━━━ INPUT FOR THIS TASK

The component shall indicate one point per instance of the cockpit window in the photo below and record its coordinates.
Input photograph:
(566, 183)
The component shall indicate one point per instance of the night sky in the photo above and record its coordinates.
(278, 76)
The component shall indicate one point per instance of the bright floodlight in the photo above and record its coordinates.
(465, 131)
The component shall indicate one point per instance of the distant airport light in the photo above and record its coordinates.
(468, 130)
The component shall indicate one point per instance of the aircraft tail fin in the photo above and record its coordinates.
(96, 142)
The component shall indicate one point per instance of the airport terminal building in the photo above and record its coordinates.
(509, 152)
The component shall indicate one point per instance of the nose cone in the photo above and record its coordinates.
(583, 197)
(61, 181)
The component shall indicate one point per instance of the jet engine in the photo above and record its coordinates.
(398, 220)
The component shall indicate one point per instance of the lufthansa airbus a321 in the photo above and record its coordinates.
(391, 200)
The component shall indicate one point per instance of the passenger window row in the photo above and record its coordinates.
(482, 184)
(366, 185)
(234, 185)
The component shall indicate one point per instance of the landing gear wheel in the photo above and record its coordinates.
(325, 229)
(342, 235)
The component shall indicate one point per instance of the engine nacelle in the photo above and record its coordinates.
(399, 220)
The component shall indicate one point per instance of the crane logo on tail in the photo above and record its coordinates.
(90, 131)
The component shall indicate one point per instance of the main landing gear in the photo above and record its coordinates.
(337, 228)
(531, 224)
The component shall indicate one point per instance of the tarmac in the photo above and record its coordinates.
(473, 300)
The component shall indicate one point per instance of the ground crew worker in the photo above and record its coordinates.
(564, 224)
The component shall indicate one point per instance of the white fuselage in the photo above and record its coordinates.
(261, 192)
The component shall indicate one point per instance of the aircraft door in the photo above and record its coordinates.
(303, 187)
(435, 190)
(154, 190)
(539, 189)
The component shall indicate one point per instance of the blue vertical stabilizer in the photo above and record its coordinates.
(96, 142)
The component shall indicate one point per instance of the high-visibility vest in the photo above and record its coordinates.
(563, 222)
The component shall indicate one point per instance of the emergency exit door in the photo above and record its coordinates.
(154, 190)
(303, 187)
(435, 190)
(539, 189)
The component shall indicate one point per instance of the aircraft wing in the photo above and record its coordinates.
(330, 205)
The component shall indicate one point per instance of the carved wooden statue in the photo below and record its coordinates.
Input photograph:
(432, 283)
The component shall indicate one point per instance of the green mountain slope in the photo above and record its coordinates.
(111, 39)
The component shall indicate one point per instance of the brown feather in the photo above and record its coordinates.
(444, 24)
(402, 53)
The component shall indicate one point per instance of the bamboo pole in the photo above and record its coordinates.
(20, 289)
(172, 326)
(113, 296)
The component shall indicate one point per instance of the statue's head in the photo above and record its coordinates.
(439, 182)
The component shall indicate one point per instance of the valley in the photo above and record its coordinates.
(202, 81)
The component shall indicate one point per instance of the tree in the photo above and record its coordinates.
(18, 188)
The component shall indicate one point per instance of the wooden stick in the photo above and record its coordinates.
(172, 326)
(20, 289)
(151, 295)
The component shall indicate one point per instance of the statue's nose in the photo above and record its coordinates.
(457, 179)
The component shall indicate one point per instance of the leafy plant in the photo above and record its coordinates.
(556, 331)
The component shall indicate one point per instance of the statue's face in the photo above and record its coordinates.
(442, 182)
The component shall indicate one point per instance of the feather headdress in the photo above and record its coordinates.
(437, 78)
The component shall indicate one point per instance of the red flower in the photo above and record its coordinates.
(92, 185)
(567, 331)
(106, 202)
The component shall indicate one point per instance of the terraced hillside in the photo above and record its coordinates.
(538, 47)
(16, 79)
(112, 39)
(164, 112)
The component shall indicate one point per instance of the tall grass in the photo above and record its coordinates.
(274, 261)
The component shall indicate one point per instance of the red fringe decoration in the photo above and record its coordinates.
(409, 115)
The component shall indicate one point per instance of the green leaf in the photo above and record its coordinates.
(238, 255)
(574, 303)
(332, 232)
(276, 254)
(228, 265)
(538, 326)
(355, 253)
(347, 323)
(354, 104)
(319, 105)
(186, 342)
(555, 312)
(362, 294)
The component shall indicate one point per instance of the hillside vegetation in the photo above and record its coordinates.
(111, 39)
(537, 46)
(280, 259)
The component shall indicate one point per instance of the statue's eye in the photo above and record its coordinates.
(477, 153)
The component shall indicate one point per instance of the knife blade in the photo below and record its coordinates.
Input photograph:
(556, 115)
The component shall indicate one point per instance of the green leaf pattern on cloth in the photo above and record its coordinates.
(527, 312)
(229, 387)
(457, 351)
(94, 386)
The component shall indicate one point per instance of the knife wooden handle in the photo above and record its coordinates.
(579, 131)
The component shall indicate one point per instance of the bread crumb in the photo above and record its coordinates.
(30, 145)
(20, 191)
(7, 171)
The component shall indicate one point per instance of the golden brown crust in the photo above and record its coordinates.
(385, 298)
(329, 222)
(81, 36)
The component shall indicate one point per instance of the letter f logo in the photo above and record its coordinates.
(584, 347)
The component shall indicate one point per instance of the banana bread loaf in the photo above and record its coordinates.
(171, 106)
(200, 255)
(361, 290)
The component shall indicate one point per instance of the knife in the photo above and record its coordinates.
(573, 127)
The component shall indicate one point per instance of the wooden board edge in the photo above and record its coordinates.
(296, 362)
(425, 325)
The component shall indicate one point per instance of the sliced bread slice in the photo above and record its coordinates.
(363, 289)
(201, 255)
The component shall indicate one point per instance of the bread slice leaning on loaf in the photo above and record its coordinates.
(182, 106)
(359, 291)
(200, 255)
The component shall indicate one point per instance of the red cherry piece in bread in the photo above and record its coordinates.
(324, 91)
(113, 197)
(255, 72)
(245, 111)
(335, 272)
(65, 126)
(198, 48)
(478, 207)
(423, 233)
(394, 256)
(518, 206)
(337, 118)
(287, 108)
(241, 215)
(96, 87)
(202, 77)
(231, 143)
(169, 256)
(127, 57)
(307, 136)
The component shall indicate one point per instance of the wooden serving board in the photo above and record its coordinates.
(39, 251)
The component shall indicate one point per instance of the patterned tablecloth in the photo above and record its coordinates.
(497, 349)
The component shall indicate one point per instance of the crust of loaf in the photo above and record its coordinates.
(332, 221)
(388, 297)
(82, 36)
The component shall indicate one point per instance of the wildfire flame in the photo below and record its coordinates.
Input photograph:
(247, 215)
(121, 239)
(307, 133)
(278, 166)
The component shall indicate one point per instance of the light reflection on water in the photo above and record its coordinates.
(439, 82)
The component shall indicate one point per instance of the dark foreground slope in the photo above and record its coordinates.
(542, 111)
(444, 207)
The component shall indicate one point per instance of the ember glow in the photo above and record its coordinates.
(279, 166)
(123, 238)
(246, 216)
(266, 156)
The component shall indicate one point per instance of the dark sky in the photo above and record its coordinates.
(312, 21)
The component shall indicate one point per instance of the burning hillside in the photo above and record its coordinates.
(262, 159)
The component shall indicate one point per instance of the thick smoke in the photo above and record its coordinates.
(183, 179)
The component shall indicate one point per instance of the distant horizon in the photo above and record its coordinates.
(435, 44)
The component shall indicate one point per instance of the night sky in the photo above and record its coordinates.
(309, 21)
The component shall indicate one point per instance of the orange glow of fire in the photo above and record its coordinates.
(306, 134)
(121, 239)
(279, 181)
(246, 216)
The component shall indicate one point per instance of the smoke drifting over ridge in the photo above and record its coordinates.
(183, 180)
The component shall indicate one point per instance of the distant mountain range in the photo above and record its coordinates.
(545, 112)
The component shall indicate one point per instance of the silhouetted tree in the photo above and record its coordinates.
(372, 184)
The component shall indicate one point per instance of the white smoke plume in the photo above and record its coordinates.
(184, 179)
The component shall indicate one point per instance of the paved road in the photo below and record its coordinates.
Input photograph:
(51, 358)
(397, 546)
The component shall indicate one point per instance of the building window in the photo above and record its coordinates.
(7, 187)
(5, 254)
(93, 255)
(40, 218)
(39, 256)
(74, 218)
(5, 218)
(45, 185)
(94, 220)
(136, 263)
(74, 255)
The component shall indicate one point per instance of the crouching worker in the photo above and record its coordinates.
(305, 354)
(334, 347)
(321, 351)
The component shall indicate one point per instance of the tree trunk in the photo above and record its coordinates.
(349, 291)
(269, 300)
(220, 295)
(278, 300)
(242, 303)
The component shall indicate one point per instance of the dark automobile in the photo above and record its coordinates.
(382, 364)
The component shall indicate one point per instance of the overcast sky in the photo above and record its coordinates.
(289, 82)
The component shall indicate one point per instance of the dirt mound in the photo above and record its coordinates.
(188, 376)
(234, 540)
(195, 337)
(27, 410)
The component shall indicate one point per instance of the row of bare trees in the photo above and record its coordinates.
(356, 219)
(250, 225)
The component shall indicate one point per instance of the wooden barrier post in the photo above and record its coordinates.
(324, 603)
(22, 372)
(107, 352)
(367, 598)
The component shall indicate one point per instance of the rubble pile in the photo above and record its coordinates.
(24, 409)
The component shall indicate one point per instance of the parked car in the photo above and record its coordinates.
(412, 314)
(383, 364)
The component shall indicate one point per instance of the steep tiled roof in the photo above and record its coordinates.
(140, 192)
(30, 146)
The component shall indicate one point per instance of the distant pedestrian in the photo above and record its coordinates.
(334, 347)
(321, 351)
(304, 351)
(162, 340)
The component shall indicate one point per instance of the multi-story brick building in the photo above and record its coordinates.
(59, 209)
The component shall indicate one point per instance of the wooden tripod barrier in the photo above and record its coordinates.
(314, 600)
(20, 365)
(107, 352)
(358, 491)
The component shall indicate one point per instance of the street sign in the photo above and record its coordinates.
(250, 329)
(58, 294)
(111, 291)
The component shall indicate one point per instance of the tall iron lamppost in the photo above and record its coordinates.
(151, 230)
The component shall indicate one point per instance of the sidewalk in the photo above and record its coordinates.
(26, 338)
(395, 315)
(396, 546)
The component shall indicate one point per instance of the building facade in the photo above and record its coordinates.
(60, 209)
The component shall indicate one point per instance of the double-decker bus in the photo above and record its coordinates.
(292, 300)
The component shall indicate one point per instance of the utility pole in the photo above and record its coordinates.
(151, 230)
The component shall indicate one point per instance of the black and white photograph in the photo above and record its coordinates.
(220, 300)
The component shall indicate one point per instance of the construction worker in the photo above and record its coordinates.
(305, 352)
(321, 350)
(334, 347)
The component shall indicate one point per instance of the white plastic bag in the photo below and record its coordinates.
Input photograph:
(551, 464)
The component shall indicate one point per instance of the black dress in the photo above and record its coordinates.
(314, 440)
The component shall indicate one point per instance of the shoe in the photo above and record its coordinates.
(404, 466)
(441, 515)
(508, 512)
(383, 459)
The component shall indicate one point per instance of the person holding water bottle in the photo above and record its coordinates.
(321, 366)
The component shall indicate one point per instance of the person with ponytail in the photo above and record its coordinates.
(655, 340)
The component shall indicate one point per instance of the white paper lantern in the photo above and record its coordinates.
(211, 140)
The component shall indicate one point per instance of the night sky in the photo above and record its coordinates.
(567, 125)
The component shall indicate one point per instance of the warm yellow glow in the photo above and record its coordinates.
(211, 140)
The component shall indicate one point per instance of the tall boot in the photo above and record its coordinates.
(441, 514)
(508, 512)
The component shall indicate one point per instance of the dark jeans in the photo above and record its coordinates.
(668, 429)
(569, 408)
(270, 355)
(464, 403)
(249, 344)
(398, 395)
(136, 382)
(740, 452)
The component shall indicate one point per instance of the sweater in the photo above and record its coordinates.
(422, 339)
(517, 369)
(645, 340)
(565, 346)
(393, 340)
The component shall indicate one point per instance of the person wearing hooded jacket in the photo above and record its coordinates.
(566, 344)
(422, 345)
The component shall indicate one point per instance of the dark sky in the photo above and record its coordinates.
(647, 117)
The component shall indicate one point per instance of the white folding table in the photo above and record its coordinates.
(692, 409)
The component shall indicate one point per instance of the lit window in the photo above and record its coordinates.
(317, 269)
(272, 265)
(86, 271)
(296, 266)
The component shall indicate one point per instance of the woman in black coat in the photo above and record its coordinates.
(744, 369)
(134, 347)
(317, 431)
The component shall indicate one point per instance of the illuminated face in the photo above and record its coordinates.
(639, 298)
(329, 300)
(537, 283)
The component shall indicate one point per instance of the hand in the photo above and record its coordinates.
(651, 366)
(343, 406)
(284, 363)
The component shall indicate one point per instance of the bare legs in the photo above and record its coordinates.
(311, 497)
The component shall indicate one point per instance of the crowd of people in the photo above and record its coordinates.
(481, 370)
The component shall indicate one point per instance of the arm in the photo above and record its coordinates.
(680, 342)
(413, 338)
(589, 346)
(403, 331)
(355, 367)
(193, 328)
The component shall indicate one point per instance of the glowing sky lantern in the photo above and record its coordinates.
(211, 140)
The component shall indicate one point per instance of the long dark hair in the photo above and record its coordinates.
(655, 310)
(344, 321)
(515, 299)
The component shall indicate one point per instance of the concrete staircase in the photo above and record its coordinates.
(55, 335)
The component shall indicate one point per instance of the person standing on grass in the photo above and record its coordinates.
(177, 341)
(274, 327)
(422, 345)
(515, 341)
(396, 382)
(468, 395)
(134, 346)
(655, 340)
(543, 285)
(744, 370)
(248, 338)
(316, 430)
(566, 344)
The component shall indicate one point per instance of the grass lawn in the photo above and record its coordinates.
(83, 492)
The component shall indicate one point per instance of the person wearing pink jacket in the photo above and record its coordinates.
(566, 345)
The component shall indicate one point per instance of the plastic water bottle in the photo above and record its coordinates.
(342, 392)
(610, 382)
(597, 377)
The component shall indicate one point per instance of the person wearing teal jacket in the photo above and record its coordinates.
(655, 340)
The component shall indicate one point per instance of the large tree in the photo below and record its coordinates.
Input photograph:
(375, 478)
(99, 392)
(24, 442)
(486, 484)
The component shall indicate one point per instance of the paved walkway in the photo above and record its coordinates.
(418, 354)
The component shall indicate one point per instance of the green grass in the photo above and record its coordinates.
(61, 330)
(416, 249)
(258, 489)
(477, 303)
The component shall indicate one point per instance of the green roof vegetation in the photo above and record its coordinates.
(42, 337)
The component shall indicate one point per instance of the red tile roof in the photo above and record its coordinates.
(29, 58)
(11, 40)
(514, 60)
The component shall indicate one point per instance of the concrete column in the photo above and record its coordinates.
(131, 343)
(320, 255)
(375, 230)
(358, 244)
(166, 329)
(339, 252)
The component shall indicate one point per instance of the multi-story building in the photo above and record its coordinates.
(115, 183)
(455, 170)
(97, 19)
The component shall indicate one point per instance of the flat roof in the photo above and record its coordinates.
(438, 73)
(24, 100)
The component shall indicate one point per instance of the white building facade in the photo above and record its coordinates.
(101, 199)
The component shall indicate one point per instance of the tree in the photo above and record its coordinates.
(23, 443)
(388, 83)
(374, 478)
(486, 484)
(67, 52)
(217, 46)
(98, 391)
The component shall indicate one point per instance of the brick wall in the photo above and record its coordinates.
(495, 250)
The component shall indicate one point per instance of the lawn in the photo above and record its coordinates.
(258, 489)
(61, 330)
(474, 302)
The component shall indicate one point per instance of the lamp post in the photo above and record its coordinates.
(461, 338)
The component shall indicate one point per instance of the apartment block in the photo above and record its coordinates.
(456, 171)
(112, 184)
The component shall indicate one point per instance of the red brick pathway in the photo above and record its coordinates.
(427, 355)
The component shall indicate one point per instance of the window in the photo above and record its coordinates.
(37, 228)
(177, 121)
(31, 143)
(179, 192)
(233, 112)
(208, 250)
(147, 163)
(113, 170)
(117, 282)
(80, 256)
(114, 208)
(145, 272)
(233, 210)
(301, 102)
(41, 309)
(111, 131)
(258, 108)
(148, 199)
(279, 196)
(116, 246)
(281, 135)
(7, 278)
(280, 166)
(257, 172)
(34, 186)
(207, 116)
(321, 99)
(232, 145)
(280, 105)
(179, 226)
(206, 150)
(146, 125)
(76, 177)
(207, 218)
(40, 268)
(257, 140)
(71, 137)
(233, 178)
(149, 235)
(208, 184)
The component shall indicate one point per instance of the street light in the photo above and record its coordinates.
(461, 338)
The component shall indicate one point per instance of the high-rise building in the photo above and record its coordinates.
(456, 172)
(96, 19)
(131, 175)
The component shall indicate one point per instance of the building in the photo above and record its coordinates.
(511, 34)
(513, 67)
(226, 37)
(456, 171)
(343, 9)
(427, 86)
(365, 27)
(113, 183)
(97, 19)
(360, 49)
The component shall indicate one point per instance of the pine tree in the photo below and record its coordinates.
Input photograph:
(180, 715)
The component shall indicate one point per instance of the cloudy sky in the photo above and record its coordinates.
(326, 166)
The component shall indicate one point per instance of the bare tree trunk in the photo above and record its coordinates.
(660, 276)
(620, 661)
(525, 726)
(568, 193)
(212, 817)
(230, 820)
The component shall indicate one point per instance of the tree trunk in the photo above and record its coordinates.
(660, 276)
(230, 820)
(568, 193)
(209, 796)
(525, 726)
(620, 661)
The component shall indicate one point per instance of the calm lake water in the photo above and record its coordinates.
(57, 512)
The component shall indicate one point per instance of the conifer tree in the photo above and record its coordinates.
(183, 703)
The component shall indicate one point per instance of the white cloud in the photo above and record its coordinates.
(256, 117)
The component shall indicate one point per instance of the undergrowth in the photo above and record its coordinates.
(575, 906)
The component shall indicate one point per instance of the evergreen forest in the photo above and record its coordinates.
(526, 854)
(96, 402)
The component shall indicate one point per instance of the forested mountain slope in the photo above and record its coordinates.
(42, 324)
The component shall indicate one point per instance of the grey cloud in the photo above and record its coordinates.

━━━━━━

PROBLEM STATEMENT => The reply should consist only of the line containing "of the forested" and all lines after it in the listing above, reproduced exactly.

RESPONSE TO THIS TASK =>
The component shall indicate one point per instance of the forested mountain slope in the photo above and record its coordinates.
(42, 324)
The component shall indicate one point per instance of the grey cloud in the photo above and record its coordinates.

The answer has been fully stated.